Requirement: Among the entries below, find the lines that hold the word "brown" and report them.

Material supplied:
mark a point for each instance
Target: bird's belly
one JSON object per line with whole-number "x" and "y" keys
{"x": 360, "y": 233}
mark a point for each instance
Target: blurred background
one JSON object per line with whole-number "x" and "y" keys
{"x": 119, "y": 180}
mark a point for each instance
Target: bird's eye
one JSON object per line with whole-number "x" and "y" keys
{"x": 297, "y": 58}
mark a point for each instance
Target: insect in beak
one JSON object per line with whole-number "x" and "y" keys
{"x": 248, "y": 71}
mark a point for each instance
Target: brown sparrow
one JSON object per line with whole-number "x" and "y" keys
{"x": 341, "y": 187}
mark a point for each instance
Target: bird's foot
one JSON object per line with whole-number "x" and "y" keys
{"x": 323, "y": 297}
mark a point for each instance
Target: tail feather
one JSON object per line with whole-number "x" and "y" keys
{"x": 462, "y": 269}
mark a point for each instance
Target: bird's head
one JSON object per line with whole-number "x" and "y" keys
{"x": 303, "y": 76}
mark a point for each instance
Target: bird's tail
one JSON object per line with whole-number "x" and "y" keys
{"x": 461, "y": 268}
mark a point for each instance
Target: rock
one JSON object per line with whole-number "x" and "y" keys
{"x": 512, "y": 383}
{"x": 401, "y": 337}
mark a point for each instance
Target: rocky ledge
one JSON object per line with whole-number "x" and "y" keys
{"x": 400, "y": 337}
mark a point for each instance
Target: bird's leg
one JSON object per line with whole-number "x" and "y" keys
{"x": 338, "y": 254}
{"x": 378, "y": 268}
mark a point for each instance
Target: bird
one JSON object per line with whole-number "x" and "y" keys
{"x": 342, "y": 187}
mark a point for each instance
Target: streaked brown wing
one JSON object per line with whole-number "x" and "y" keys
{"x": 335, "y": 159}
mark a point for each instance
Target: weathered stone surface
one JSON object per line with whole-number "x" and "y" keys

Completed task:
Target: brown sparrow
Target: streaked brown wing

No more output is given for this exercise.